[Excerpt provided — start]
🔗 Jaccard Index

🔗 Computer science 🔗 Statistics

The Jaccard index, also known as the Jaccard similarity coefficient, is a statistic used for gauging the similarity and diversity of sample sets. It was developed by Grove Karl Gilbert in 1884 as his ratio of verification (v) and now is frequently referred to as the Critical Success Index in meteorology. It was later developed independently by Paul Jaccard, originally giving the French name coefficient de communauté, and independently formulated again by T. Tanimoto. Thus, the Tanimoto index or Tanimoto coefficient are also used in some fields. However, they are identical in generally taking the ratio of Intersection over Union. The Jaccard coefficient measures similarity between finite sample sets, and is defined as the size of the intersection divided by the size of the union of the sample sets:

${\displaystyle J(A,B)={{|A\cap B|} \over {|A\cup B|}}={{|A\cap B|} \over {|A|+|B|-|A\cap B|}}.}$

Note that by design, ${\displaystyle 0\leq J(A,B)\leq 1.}$ If A intersection B is empty, then J(A,B) = 0. The Jaccard coefficient is widely used in computer science, ecology, genomics, and other sciences, where binary or binarized data are used. Both the exact solution and approximation methods are available for hypothesis testing with the Jaccard coefficient.
[Excerpt provided — finish]
[Dataset excerpts — start]
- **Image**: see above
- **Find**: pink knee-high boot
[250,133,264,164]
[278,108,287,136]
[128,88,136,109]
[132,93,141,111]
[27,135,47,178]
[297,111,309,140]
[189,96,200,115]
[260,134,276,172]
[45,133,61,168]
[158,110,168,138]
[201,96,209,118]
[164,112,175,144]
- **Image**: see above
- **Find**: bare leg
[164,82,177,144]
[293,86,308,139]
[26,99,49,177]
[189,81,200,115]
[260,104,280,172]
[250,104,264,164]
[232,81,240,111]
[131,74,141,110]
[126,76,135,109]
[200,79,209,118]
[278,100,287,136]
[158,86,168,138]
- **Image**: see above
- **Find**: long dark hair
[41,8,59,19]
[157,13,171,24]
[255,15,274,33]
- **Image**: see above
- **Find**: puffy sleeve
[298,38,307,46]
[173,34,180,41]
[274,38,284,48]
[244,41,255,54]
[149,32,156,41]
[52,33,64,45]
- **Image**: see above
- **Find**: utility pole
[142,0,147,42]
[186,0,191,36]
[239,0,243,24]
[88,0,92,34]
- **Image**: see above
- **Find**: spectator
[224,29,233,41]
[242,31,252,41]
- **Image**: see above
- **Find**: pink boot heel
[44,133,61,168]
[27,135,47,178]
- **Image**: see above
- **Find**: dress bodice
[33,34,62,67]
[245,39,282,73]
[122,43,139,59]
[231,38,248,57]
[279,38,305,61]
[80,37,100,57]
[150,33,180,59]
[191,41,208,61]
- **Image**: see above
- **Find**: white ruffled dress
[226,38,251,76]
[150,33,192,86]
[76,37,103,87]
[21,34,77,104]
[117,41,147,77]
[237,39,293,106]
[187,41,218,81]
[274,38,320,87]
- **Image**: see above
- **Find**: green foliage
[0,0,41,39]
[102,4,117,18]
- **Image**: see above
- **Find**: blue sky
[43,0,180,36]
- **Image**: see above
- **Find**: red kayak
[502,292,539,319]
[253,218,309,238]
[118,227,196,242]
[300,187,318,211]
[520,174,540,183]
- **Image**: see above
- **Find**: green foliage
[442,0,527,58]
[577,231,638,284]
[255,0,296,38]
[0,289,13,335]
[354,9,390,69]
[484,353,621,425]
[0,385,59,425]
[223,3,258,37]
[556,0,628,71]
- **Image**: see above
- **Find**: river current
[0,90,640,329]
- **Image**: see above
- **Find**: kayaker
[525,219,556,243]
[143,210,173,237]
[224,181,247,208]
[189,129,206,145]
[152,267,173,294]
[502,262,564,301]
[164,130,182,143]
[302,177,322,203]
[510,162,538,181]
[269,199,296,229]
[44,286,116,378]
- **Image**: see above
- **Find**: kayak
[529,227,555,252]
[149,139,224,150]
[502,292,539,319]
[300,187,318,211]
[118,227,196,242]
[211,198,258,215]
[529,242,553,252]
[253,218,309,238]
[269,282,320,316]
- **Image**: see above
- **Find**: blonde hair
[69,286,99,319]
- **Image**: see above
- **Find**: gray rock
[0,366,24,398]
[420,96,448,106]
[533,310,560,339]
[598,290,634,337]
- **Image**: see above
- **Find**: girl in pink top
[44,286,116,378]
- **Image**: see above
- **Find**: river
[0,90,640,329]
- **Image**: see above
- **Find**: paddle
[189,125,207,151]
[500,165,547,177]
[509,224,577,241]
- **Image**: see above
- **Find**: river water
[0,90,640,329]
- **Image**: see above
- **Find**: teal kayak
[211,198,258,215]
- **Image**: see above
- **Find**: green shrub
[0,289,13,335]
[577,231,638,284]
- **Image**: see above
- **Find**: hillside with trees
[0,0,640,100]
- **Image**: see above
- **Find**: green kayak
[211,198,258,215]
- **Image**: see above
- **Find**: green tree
[Dataset excerpts — finish]
Brief 1:
From the Jaccard index text, copy out everything from "Note that by" down to "the Jaccard coefficient.".
Brief 2:
According to the Jaccard index text, what name is the index often given in meteorology?
Brief 3:
Pick up the Jaccard index text where it stops and write the next part.

Response area 1:
Note that by design, ${\displaystyle 0\leq J(A,B)\leq 1.}$ If A intersection B is empty, then J(A,B) = 0. The Jaccard coefficient is widely used in computer science, ecology, genomics, and other sciences, where binary or binarized data are used. Both the exact solution and approximation methods are available for hypothesis testing with the Jaccard coefficient.

Response area 2:
The Critical Success Index.

Response area 3:
Jaccard similarity also applies to bags, i.e., Multisets. This has a similar formula, but the symbols mean bag intersection and bag sum (not union). The maximum value is 1/2.

${\displaystyle J(A,B)={{|A\cap B|} \over {|A\uplus B|}}={{|A\cap B|} \over {|A|+|B|}}.}$

The Jaccard distance, which measures dissimilarity between sample sets, is complementary to the Jaccard coefficient and is obtained by subtracting the Jaccard coefficient from 1, or, equivalently, by dividing the difference of the sizes of the union and the intersection of two sets by the size of the union:

${\displaystyle d_{J}(A,B)=1-J(A,B)={{|A\cup B|-|A\cap B|} \over |A\cup B|}.}$

An alternative interpretation of the Jaccard distance is as the ratio of the size of the symmetric difference ${\displaystyle A\triangle B=(A\cup B)-(A\cap B)}$ to the union. Jaccard distance is commonly used to calculate an n × n matrix for clustering and multidimensional scaling of n sample sets.

This distance is a metric on the collection of all finite sets.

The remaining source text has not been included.